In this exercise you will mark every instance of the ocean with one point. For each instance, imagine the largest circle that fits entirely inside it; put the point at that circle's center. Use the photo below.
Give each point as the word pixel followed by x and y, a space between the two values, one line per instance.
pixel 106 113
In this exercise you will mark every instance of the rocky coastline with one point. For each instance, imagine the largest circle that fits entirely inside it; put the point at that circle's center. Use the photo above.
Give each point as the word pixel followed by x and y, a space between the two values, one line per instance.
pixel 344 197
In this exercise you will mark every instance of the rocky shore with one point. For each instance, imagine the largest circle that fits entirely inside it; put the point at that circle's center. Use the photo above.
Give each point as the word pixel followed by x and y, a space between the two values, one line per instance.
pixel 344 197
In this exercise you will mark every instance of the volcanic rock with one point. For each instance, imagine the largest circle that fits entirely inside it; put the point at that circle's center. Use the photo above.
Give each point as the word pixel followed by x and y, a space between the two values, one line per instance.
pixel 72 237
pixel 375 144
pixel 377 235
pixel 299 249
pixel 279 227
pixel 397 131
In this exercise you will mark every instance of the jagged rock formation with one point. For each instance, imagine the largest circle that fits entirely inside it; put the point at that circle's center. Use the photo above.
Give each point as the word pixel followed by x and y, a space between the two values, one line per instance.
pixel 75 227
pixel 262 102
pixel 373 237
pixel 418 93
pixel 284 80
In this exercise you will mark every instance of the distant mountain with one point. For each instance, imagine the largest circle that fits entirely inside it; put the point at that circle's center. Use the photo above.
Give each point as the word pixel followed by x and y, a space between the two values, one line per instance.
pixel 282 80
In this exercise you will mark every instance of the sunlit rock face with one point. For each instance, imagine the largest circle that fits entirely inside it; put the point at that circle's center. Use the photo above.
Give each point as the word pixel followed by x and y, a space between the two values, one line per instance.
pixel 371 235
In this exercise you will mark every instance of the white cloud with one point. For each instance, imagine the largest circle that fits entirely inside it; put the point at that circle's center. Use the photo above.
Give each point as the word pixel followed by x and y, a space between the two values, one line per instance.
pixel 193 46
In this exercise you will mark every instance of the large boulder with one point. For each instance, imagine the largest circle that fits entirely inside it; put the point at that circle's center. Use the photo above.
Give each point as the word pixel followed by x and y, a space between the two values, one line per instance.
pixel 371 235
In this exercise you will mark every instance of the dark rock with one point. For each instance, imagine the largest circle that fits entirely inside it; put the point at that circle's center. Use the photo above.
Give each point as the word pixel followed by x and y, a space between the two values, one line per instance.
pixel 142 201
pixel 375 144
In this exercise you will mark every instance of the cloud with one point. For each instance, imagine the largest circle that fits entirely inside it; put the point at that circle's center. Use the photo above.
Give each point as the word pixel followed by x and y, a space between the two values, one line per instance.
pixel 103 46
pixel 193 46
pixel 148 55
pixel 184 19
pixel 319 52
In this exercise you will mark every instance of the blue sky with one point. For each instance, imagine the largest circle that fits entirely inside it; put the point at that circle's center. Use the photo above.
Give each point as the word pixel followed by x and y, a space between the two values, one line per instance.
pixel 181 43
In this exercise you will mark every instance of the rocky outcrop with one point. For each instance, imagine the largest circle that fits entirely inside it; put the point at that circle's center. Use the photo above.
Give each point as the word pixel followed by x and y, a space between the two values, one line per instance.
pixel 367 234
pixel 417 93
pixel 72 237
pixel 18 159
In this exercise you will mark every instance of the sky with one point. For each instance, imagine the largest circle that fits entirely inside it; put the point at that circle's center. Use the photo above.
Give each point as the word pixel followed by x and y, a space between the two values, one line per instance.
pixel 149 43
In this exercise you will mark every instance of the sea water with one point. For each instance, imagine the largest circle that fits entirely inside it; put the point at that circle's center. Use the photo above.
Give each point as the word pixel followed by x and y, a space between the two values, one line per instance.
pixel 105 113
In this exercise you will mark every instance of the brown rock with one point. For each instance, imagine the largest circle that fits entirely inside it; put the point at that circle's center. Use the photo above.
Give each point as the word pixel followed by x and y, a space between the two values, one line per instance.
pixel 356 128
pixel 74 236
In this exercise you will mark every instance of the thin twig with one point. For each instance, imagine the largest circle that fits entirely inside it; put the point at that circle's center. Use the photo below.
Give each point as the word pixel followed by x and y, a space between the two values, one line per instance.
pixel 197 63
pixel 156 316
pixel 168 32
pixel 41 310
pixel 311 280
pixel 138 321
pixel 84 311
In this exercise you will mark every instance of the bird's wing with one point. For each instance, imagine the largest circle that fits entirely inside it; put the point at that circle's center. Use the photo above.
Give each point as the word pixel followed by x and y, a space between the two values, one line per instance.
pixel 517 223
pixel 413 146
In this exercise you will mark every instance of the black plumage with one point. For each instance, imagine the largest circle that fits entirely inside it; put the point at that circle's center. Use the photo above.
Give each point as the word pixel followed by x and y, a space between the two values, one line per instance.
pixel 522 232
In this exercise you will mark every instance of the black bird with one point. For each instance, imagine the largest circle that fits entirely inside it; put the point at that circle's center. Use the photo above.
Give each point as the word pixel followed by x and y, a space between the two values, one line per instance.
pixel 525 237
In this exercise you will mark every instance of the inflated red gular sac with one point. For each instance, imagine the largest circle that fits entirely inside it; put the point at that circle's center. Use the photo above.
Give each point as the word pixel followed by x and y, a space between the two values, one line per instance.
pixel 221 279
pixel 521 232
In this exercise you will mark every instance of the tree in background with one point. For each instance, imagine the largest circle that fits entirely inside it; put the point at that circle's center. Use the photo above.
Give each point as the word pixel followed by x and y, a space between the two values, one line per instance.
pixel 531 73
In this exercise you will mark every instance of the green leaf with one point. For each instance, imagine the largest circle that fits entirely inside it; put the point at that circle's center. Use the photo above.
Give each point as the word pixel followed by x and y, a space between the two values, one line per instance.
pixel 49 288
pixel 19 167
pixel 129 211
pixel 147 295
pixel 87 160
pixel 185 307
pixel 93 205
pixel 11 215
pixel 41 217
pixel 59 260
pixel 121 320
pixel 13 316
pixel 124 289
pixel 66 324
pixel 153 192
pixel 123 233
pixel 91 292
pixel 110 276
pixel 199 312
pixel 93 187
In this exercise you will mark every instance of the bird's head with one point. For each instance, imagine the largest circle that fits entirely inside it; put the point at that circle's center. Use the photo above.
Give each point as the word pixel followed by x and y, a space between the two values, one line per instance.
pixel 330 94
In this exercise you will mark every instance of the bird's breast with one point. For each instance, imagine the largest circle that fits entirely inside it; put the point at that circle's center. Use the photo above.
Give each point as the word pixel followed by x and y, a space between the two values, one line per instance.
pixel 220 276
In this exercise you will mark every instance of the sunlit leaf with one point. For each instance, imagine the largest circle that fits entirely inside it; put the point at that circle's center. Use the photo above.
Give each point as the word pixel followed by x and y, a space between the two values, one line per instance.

__YOUR INSTRUCTIONS__:
Using the entries above, determine how many lines include the string "sunlit" and write only that number.

__RESPONSE TO THIS EXERCISE__:
2